Exercise
Reproduce word for word the lines from the one containing "Segment fallen log." through the end of the entries, including both ends.

Task inputs
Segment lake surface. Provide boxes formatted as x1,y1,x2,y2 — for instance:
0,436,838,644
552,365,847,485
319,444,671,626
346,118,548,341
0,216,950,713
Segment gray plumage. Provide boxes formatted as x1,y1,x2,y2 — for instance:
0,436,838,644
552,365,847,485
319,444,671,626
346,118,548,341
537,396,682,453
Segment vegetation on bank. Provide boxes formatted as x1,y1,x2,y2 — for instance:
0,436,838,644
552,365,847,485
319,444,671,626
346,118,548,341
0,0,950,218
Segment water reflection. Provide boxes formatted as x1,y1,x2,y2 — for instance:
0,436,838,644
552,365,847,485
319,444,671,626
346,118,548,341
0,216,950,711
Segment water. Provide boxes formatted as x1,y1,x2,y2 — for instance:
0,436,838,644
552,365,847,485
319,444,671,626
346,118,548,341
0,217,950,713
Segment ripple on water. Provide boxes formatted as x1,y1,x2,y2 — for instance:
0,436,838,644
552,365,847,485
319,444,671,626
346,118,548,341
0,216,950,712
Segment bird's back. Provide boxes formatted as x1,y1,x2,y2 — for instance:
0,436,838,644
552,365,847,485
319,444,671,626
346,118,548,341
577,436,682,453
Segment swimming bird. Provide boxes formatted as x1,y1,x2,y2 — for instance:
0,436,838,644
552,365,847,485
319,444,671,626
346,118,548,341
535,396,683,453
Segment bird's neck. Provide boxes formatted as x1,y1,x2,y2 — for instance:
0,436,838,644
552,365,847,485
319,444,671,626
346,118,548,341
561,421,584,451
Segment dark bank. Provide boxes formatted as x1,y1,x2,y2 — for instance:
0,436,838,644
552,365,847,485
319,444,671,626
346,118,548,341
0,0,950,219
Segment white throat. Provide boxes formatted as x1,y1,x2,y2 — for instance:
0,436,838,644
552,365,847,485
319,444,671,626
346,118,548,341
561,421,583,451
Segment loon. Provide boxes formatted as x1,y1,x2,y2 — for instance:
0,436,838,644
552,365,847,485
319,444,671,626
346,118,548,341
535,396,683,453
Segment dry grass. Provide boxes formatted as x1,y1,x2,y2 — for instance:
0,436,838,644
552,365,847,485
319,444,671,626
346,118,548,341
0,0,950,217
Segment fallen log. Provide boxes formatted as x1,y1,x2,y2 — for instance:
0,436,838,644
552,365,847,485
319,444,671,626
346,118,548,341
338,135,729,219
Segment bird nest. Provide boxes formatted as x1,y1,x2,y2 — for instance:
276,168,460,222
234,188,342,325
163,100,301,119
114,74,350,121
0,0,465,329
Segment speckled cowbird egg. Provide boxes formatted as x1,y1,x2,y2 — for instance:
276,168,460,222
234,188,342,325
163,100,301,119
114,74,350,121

Correct response
Segment fallen log. Provide boxes formatted as x1,y1,x2,y2 — for instance:
0,436,838,644
552,365,847,485
319,444,671,626
346,118,548,341
338,135,729,219
Segment bird nest. Provide boxes formatted as x1,y1,x2,y2 — for instance:
276,168,460,222
234,188,342,325
163,100,301,119
114,74,350,121
0,0,465,329
Segment speckled cowbird egg. Provide boxes formatted as x1,y1,x2,y2 — for instance:
276,168,460,222
234,188,342,325
163,100,301,119
114,74,350,121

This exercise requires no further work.